(PARTES DO EXERCÍCIO)
A: Responda às perguntas seguintes com base no texto sobre os desenhos de Cristóvão Crespo.
(i) Em que cidade e em que ano nasceu Cristóvão Crespo?
(ii) Que três ofícios se enumeram logo após as palavras "Várias operações se congregam aqui"?
(iii) Segundo o texto, o que é a lâmina?
B: Transcreva, sem qualquer alteração, o trecho do texto sobre os desenhos de Cristóvão Crespo que abre com as palavras que contêm "Mike Carey &" e fecha com "cirurgião, anatomista, taxidermista.".

I used to wonder what could be so terrible that you
couldn’t survive even looking at it.
Until I got a little older and I figured out the obvious
answer.
Everything.
Mike Carey & Peter Gross, The Unwritten, Vol. 1: Tommy Taylor and the Bogus Identity
“O desenho está sempre inacabado” disse-me uma vez o Cristóvão. Olho para os desenhos que ele me vai mostrando, um a um, no chão. Há neles uma ameaça de desagregação. Vejo um corpo – enxame de partículas – a ser lentamente reunido. A mão que vai reunindo é a mesma mão que desagrega. Esse corpo, sempre o mesmo, vai-se anunciando em cada desenho. Anuncia-se, em muitos deles, como pele, pele crescente que se plasma na porosidade do papel. Anuncia-se, noutros, como fóssil. Destroços fósseis arrancados de um corpo maior, ainda vivo.
Várias operações se congregam aqui – Sou cirurgião, anatomista, taxidermista.
A mesa de trabalho está repleta de instrumentos cuidadosamente dispostos. Há que preparar o corte. A lâmina é a luz que petrifica os corpos, e os torna fantásticos – seres não terrestres que se recolhem em si, ícones incompletos. É a escala que os fecha, que os guarda. Seres híbridos de prata marmórea, sem sangue nem órgãos. São pequenos monumentos vazios. Lembram quimeras de mitos ainda não inventados.
Olho para os desenhos na parede. As linhas não foram riscadas, foram ali colocadas por dedos leves, os mesmos dedos que cortaram e dissecaram.
“Se calhar fui maldoso…nem tudo pode ser bonito” – disse-me ele.
Lembra-se de ter instalado um conflito que fez rasurar e reorganizar os seus pequenos seres.
Revive em cada operação a potência das crianças sempre assassinas – pequenos deuses demiúrgicos – elas comunicam aos seus brinquedos a matéria de que são feitos; criam dilacerando; esfumam os limites do inerte – robots, animais de plástico, ervas daninhas, parafusos – tudo se anima nesse espaço esfumado, frenético, que só pára quando avistam nele um monstro imperturbável ameaçando cristalizar o rodopio.
Os olhos da Medusa petrificaram os objectos. Ele muniu-se de um exército de plástico para lhe vazar os olhos. Encarnou num cirurgião fazedor de híbridos, cobriu-os de prata, emprestou-lhes a pele reflectora, vazou-os primeiro para que não olhassem e reuniu-os um a um. Quando voltou a si disse que tinha chegado ao fim do processo da frieza. Frieza solar quando a luz se torna branca e bate de chapa nos corpos, as sombras recortam o chão como espadas, os nossos olhos cegam e ficamos quietos.
Lisboa, Maio de 2012
Cristóvão Crespo nasceu em Roanne, França em 1975. Vive e trabalha em Lisboa. Concluiu em 2005 o Curso Avançado de Artes Plásticas no Ar.Co, tendo vindo a desenvolver o seu trabalho nas áreas de desenho e fotografia.

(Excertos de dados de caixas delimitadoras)

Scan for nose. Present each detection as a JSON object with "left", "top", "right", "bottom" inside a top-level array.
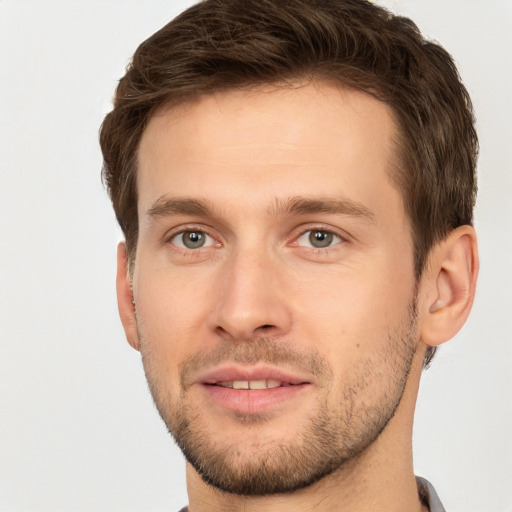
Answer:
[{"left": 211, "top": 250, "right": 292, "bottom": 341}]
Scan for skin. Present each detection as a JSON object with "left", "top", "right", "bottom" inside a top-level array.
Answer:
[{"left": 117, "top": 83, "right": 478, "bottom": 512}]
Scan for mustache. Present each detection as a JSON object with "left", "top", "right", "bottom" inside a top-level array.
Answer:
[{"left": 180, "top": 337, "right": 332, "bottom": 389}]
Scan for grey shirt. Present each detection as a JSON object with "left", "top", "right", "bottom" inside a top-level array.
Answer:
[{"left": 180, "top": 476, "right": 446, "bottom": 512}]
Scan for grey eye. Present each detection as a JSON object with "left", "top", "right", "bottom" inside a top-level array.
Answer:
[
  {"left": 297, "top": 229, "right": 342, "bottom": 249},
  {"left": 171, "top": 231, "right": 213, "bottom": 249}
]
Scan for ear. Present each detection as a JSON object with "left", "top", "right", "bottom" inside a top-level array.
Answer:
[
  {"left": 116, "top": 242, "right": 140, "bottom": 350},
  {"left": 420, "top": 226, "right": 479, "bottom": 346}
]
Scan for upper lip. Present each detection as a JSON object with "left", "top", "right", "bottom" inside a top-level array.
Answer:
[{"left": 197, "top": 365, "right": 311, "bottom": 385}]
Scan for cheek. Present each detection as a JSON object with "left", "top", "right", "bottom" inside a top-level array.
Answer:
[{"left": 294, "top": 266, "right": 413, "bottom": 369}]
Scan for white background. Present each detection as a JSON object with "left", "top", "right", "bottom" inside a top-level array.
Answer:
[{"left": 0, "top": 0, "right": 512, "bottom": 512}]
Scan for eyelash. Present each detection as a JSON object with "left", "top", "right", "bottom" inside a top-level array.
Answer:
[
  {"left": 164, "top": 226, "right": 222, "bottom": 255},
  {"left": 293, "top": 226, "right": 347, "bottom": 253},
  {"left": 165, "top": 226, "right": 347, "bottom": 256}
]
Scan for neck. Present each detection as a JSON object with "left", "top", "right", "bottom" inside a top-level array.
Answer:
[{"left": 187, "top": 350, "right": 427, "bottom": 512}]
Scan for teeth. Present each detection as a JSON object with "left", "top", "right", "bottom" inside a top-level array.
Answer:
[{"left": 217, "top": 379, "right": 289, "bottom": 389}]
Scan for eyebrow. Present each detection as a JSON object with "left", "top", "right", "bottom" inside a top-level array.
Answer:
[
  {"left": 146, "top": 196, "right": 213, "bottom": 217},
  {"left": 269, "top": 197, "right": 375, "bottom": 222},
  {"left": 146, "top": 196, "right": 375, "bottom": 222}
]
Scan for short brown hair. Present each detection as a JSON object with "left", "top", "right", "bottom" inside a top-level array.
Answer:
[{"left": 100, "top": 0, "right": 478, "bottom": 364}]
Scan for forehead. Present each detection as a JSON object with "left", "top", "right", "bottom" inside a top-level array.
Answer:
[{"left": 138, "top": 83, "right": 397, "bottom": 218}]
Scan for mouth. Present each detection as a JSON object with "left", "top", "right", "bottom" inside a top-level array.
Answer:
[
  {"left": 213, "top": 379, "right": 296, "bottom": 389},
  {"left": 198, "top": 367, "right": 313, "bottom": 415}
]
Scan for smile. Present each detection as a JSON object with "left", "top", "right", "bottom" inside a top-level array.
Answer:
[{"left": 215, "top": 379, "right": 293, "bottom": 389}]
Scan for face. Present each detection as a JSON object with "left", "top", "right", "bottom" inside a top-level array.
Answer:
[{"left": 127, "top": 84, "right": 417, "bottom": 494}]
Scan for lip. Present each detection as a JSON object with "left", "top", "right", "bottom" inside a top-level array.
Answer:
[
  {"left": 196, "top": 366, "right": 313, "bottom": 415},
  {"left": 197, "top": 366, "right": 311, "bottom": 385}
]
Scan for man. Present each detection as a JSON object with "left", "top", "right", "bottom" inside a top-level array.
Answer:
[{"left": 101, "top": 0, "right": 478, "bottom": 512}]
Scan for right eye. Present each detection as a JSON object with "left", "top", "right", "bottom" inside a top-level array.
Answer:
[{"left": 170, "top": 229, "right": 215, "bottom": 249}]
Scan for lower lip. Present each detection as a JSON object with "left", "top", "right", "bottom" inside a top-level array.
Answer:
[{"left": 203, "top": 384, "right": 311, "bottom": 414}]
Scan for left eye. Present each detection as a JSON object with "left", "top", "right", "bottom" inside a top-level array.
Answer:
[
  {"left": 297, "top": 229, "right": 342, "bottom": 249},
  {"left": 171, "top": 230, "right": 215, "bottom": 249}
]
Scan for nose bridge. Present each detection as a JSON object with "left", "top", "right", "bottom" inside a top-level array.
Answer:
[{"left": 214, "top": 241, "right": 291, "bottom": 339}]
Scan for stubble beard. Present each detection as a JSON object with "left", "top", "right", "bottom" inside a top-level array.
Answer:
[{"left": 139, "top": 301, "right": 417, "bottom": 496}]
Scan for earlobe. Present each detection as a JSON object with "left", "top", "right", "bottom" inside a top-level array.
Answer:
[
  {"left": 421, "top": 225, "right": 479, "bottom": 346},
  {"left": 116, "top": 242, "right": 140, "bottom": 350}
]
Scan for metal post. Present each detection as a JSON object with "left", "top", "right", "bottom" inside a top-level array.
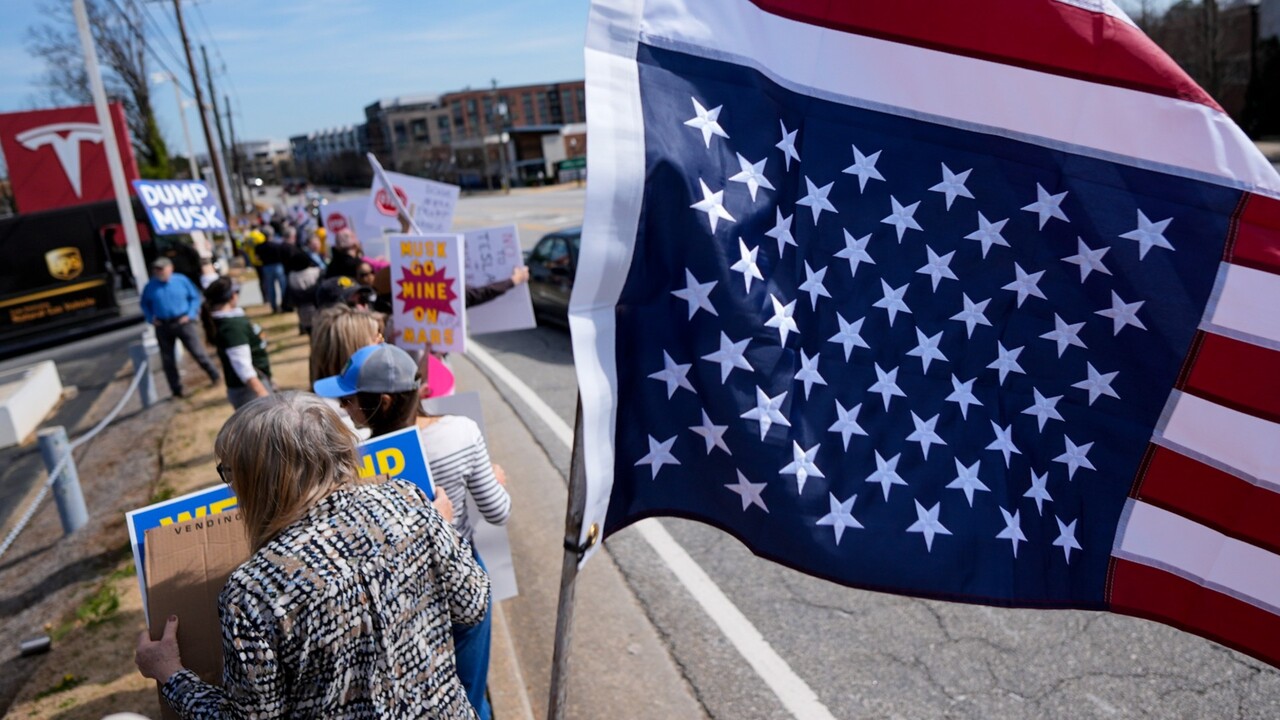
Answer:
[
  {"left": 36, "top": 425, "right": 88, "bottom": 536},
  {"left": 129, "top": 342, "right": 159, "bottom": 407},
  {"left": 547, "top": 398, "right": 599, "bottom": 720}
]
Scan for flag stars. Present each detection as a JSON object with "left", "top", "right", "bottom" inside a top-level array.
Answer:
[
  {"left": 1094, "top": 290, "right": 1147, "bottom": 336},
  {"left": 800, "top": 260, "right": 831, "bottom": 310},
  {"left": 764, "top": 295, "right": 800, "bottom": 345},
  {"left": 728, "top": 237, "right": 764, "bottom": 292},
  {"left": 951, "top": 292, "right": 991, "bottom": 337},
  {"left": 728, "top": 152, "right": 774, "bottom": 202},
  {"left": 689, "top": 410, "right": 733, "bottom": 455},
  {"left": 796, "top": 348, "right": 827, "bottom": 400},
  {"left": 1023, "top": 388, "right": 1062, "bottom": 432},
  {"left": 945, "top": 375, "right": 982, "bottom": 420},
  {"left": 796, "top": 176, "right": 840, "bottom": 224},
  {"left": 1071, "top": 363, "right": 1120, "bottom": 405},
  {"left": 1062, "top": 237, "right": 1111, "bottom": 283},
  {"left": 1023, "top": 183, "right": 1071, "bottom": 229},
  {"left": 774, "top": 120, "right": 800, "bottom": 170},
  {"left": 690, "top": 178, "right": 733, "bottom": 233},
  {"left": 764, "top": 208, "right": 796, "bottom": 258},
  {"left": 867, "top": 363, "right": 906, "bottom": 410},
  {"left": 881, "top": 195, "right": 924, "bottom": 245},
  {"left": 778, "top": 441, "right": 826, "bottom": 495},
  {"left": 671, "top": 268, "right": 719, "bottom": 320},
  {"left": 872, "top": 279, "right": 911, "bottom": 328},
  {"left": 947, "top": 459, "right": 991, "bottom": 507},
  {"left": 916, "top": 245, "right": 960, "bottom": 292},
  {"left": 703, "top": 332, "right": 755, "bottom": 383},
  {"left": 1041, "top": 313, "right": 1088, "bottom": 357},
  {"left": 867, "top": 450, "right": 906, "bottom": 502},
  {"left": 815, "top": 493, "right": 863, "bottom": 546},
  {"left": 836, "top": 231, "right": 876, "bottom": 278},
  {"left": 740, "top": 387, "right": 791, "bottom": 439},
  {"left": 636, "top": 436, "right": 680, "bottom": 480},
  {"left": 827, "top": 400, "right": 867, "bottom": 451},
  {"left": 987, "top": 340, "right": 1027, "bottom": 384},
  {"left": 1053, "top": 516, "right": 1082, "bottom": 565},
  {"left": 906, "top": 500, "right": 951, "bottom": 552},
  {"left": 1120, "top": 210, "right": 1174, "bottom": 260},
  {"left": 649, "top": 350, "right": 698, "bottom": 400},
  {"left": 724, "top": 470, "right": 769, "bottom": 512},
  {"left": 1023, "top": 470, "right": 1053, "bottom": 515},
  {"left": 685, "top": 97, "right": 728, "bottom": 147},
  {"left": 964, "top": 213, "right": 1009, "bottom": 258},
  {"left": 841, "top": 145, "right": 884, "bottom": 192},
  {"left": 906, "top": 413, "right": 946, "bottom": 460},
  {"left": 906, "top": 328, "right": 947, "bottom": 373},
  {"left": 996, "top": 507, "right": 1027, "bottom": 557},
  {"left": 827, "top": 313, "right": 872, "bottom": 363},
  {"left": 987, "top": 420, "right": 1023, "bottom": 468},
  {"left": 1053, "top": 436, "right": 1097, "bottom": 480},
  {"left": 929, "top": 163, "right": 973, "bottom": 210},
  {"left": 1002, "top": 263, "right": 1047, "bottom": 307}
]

--

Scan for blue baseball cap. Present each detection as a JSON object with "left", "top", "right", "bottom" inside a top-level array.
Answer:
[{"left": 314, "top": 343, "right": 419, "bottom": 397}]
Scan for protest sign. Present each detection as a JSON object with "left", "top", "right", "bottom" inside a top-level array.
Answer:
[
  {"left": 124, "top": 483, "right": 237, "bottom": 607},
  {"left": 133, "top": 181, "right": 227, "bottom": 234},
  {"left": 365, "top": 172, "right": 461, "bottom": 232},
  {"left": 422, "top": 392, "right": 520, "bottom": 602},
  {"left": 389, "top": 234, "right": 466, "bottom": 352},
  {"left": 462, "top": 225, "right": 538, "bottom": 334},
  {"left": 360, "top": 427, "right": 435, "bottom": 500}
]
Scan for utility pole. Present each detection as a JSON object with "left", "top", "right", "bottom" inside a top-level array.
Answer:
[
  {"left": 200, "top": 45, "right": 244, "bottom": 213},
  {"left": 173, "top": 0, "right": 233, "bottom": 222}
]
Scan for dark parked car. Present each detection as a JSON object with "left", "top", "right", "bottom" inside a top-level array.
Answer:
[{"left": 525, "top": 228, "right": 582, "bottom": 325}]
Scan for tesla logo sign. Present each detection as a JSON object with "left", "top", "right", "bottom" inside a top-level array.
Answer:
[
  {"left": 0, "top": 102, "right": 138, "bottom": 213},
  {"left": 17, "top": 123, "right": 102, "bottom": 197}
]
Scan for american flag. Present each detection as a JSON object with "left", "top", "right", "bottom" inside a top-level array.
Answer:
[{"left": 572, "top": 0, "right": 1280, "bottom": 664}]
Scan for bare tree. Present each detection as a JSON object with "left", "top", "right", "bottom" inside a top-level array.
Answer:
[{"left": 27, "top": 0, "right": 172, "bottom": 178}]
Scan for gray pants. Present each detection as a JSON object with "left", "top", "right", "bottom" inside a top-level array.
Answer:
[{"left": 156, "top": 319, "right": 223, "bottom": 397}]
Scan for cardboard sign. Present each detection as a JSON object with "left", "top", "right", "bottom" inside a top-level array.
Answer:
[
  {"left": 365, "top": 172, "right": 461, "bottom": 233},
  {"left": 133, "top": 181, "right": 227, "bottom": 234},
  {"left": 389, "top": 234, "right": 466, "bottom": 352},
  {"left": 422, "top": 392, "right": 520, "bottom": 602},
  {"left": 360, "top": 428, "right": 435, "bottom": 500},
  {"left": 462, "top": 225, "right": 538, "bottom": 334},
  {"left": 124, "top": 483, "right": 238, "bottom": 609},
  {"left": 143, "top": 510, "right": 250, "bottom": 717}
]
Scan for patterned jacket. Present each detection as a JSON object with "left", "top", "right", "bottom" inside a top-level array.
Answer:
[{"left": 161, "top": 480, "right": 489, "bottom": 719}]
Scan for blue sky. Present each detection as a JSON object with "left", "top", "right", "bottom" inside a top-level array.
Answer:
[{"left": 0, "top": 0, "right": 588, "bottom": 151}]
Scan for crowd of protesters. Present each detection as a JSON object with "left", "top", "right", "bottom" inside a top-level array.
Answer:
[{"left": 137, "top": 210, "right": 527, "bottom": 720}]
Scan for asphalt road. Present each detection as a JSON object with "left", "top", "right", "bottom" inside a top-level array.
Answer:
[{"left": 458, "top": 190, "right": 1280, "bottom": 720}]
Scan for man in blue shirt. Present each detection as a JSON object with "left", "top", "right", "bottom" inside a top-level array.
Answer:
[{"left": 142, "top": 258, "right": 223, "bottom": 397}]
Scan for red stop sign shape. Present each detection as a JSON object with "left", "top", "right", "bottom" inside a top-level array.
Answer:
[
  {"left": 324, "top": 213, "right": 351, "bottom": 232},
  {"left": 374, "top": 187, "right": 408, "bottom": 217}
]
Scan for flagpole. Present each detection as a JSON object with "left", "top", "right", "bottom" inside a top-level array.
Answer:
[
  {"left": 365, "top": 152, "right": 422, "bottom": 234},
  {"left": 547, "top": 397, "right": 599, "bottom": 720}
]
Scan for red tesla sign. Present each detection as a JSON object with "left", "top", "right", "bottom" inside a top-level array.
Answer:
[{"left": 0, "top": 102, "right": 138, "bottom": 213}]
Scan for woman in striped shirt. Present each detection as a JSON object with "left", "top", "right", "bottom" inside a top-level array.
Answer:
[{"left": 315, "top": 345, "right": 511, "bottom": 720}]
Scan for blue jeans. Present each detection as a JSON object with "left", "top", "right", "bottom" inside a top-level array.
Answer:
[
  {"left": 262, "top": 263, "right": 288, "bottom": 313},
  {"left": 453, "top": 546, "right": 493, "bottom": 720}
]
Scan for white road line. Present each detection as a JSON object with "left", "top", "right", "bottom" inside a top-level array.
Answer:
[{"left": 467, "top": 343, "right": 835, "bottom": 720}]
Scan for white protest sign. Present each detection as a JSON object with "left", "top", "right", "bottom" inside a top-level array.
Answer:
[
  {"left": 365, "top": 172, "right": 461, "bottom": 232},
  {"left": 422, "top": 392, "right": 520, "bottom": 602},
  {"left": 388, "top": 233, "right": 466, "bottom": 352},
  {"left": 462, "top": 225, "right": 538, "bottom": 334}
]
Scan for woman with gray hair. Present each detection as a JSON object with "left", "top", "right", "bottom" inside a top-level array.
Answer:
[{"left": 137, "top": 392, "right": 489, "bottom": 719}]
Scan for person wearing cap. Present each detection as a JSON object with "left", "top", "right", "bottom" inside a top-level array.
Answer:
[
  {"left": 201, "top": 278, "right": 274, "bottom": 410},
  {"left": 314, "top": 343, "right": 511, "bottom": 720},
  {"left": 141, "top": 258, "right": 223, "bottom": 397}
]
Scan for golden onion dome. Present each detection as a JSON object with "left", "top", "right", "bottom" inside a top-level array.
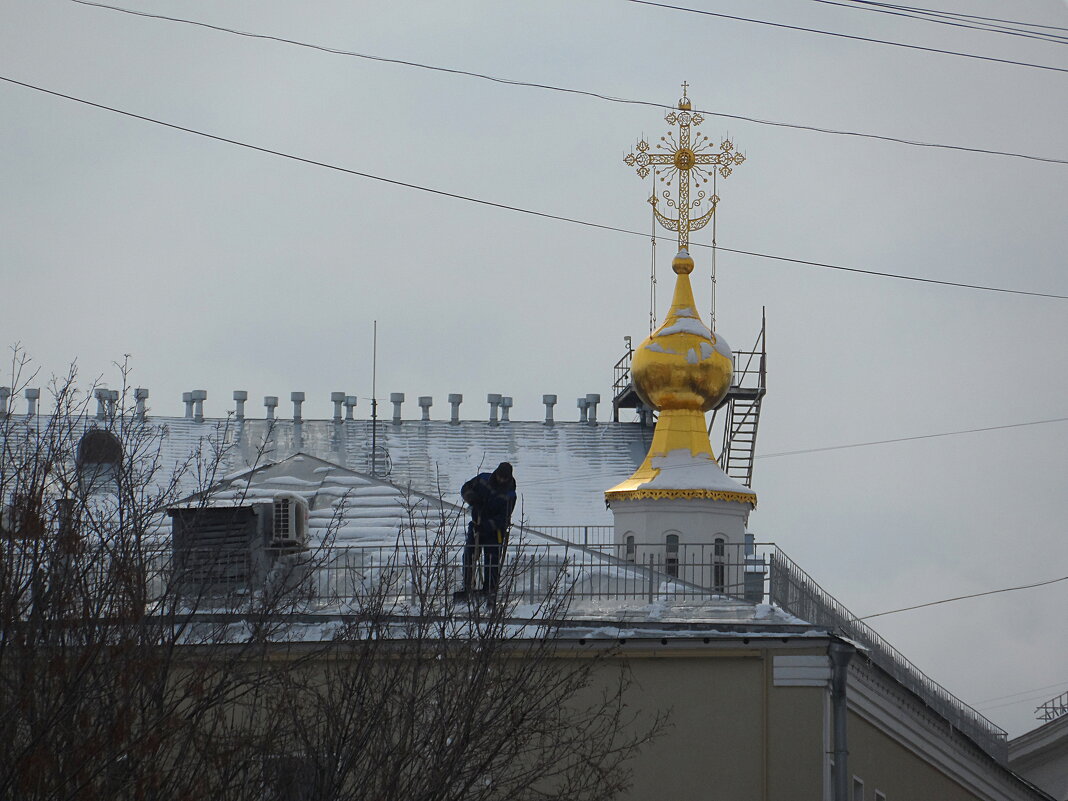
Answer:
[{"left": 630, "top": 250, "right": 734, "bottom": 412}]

(SOLUÇÕES POR TAREFA)
A:
(i) Em Roanne, França, em 1975.
(ii) Cirurgião, anatomista e taxidermista.
(iii) A luz que petrifica os corpos e os torna fantásticos.

B:
Mike Carey & Peter Gross, The Unwritten, Vol. 1: Tommy Taylor and the Bogus Identity
“O desenho está sempre inacabado” disse-me uma vez o Cristóvão. Olho para os desenhos que ele me vai mostrando, um a um, no chão. Há neles uma ameaça de desagregação. Vejo um corpo – enxame de partículas – a ser lentamente reunido. A mão que vai reunindo é a mesma mão que desagrega. Esse corpo, sempre o mesmo, vai-se anunciando em cada desenho. Anuncia-se, em muitos deles, como pele, pele crescente que se plasma na porosidade do papel. Anuncia-se, noutros, como fóssil. Destroços fósseis arrancados de um corpo maior, ainda vivo.
Várias operações se congregam aqui – Sou cirurgião, anatomista, taxidermista.